» **Data provided**:

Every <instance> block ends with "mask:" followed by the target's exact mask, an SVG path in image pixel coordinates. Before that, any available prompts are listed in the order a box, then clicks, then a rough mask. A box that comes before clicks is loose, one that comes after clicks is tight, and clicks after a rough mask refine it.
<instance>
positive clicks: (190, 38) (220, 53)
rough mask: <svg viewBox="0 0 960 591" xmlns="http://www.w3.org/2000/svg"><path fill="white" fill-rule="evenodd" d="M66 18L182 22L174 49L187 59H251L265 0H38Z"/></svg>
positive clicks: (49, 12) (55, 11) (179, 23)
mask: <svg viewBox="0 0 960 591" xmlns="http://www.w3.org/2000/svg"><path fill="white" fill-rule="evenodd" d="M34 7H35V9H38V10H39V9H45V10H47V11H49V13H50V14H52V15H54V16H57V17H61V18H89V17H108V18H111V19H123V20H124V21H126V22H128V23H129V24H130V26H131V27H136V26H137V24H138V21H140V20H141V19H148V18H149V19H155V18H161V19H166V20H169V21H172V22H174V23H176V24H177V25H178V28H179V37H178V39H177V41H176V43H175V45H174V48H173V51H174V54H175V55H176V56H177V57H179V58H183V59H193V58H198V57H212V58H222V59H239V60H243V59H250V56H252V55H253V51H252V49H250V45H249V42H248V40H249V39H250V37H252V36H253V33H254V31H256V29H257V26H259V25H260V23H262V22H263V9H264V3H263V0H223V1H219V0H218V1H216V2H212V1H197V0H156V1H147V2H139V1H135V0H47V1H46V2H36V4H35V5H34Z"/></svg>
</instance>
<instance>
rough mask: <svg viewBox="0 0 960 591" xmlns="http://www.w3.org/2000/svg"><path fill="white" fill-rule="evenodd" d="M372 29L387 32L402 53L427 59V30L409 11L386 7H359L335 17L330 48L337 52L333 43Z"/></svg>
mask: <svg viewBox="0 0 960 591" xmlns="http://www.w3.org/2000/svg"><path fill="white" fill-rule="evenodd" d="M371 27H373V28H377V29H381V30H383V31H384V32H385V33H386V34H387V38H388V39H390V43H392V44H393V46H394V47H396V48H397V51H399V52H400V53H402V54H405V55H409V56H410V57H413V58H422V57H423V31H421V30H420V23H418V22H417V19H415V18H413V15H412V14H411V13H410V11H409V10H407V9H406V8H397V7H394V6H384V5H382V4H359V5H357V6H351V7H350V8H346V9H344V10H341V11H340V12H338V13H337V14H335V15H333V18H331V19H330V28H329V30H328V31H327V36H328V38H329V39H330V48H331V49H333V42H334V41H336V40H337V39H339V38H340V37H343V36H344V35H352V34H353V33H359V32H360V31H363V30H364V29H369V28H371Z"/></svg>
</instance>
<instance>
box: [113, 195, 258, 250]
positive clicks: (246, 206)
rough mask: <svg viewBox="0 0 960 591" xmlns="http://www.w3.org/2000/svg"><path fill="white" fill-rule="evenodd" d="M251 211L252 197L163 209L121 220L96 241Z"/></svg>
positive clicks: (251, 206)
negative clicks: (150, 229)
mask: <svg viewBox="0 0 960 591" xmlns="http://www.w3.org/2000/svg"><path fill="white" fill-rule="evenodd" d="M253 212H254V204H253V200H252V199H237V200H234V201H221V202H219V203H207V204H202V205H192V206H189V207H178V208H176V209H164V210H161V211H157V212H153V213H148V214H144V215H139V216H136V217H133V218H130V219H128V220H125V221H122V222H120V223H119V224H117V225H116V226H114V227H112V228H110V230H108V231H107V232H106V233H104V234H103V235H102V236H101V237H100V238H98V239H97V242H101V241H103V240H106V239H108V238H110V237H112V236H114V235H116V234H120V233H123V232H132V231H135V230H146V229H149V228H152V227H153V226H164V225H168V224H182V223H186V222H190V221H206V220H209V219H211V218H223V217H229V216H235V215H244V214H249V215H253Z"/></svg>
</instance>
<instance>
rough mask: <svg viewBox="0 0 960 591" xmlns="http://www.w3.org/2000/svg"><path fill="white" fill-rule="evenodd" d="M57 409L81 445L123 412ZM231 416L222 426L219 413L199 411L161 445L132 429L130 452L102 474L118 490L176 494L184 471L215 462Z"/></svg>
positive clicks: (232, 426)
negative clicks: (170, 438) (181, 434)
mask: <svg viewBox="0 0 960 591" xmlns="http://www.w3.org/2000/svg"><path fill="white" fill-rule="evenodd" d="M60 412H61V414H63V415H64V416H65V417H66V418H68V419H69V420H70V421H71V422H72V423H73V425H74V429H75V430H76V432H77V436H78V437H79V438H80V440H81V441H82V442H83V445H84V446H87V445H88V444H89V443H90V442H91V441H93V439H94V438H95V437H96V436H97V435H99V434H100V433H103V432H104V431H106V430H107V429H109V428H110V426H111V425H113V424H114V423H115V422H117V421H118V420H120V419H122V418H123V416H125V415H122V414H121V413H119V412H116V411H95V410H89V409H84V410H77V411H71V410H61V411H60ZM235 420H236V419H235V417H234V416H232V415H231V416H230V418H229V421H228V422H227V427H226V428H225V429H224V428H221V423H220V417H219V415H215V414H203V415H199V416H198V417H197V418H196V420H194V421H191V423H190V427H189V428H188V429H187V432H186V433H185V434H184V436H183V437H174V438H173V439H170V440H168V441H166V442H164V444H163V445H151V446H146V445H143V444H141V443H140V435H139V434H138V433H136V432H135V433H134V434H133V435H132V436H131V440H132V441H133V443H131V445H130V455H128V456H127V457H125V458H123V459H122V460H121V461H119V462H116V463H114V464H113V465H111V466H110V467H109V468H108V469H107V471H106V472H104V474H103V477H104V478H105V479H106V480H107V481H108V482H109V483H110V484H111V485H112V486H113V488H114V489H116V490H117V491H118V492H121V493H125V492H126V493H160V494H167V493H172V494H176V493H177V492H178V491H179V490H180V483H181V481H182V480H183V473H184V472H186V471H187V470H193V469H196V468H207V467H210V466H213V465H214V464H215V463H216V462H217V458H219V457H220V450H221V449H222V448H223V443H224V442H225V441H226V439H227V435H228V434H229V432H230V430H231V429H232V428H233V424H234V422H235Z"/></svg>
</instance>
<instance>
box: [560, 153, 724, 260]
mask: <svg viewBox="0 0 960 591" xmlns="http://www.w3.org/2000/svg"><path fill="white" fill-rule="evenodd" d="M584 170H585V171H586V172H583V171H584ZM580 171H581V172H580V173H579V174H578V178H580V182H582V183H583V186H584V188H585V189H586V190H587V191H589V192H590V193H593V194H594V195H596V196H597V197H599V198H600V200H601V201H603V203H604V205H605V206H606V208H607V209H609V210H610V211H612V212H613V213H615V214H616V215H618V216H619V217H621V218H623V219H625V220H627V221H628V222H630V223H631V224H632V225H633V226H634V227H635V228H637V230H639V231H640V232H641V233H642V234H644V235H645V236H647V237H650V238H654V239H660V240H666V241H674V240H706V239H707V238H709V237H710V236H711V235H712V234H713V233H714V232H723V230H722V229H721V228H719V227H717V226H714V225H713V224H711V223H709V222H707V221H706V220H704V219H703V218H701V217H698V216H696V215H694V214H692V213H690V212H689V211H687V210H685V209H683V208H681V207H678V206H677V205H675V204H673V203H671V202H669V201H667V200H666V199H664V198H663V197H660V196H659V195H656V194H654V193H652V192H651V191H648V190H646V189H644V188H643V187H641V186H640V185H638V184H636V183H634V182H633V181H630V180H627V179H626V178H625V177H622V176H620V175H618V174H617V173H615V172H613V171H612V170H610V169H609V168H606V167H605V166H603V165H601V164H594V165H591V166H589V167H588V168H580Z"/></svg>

--

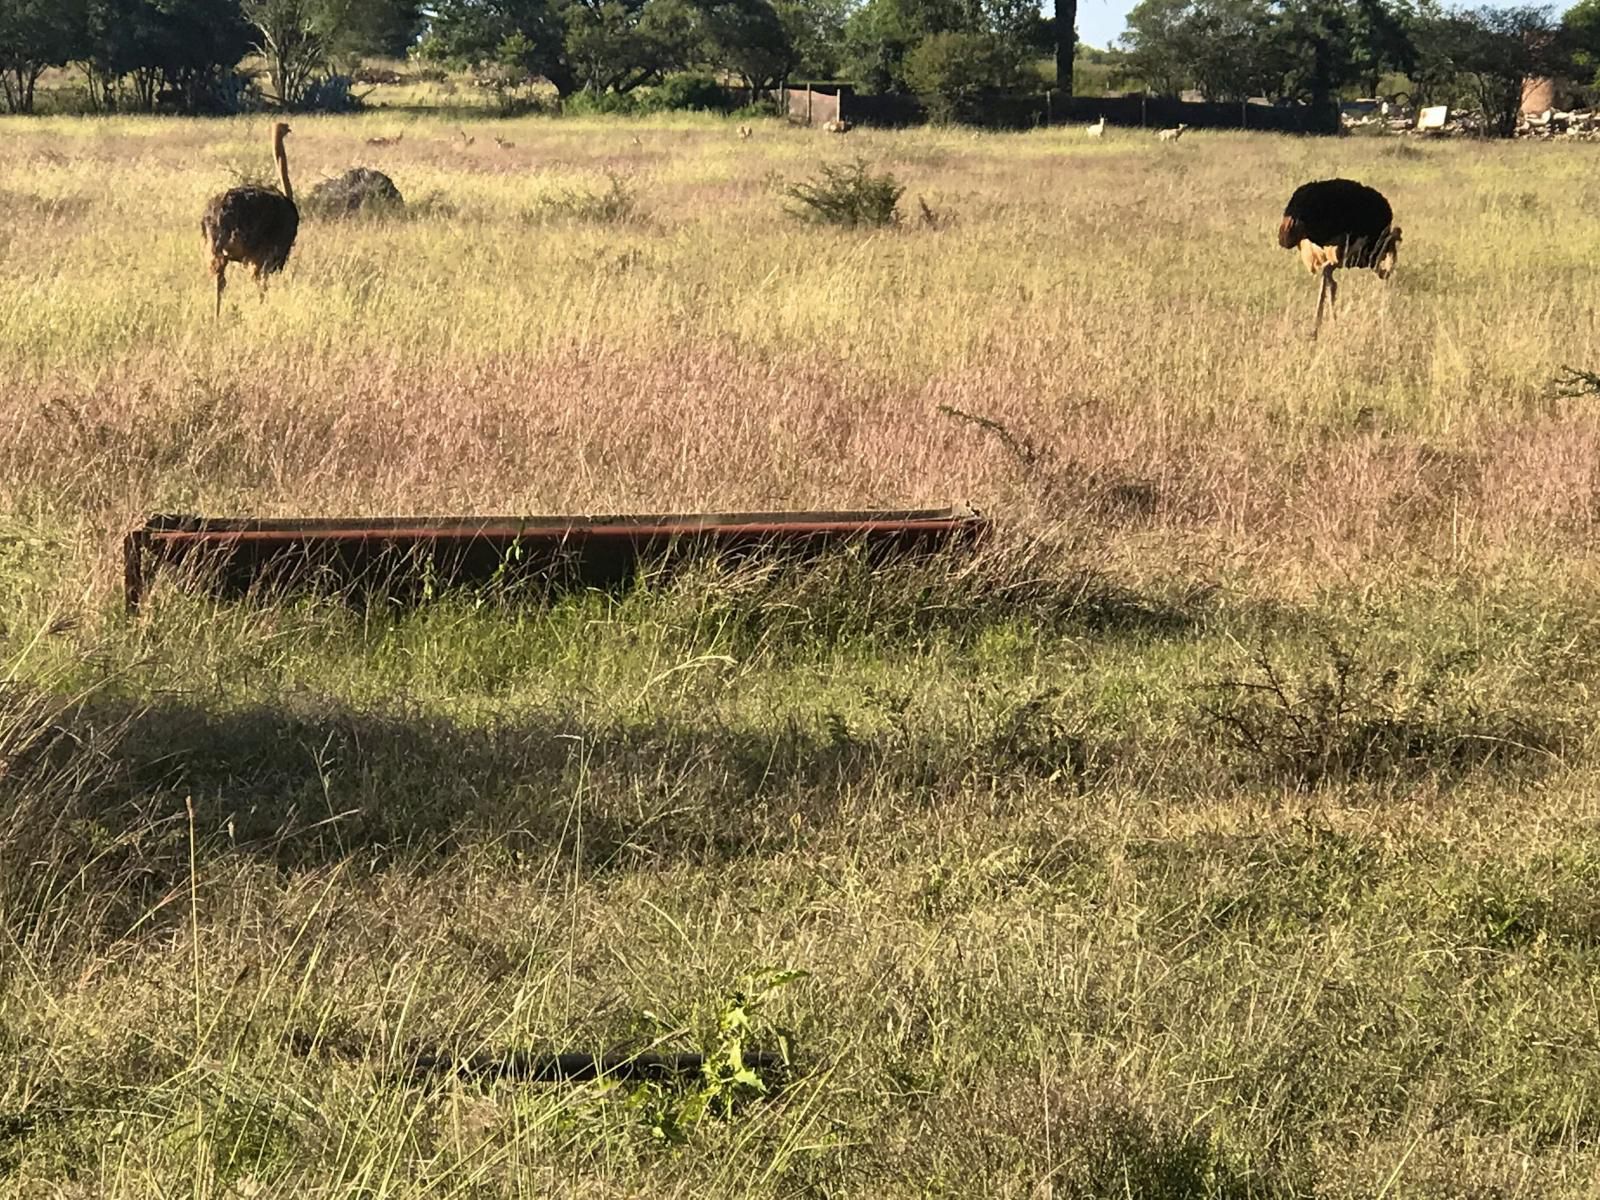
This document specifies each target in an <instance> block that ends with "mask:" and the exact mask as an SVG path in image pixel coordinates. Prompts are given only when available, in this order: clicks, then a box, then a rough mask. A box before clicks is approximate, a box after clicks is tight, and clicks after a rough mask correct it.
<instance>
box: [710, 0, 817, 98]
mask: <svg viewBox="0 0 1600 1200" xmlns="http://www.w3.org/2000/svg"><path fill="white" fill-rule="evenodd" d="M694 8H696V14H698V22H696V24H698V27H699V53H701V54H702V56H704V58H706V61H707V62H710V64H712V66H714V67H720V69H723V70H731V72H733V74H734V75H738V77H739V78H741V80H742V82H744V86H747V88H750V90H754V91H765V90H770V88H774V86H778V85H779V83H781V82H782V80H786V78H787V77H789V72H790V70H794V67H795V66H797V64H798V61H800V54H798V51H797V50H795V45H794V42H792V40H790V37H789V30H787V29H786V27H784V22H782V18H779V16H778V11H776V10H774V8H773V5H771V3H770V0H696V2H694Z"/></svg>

* * *

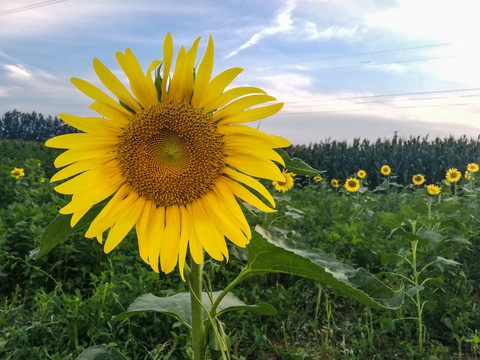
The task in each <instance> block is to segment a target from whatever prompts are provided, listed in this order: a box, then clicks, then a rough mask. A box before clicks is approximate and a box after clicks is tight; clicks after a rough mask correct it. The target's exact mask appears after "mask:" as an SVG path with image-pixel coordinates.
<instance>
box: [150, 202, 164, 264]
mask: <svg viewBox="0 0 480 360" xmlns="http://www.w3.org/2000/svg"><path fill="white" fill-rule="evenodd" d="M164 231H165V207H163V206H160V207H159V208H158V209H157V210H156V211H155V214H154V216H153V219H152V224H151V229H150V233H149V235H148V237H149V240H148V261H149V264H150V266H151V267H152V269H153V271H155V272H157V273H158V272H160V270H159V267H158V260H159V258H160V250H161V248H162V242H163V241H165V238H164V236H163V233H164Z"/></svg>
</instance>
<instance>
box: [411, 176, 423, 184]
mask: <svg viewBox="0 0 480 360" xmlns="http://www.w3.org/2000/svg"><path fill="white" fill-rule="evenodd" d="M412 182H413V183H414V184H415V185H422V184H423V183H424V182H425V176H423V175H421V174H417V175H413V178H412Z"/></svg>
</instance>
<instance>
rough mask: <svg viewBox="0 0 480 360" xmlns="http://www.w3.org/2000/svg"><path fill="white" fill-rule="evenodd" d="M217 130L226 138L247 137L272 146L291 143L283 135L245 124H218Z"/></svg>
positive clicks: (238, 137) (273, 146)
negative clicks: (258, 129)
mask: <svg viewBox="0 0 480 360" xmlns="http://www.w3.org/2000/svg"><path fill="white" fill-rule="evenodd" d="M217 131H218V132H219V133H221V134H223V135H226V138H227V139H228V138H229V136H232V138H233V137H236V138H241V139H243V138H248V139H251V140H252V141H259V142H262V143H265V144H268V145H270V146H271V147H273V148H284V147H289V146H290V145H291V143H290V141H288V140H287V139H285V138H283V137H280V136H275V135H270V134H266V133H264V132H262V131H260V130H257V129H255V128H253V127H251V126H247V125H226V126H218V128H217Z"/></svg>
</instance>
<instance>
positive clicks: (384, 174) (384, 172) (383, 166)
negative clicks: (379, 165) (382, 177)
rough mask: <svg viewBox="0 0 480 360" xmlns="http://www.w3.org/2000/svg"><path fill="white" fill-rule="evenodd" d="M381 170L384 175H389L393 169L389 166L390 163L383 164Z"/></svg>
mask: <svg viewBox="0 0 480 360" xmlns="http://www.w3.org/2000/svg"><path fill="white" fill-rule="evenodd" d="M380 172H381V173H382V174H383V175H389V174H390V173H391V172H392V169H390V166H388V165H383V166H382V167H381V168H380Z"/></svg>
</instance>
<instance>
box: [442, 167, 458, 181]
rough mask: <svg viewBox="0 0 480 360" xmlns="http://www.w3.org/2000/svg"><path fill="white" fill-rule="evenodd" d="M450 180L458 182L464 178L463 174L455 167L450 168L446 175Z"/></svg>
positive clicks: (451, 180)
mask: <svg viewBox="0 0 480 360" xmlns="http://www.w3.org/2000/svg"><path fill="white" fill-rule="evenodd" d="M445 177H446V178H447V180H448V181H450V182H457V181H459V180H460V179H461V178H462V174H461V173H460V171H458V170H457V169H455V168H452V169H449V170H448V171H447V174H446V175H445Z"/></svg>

» **Work order**:
What lines above contain the word "before"? Please copy each one.

» **Solution to this task**:
Every <instance> block ends with "mask:" followed by the target's exact mask, an SVG path in image pixel coordinates. Before that, any available prompts are listed in the order a box, then clicks, then a rough mask. A box that comes before clicks is loose, one that comes after clicks is tight, and clicks after a rough mask refine it.
This document specifies each target in an <instance> block that ends with "mask:" and the exact mask as an SVG path in image pixel coordinates. Prompts are given only when available, in this order: clicks, then a box, then a rough mask. A box before clicks is approximate, a box after clicks is tight, and clicks after a rough mask correct it.
The task in each <instance> block is to segment a target from whatever prompts are provided, listed in this order: a box, then clicks, then a rough mask. A box before clicks is approximate and a box after clicks is tight; clicks after a rough mask correct it. The target's exact mask appears after "mask:" as an SVG path with image-pixel coordinates.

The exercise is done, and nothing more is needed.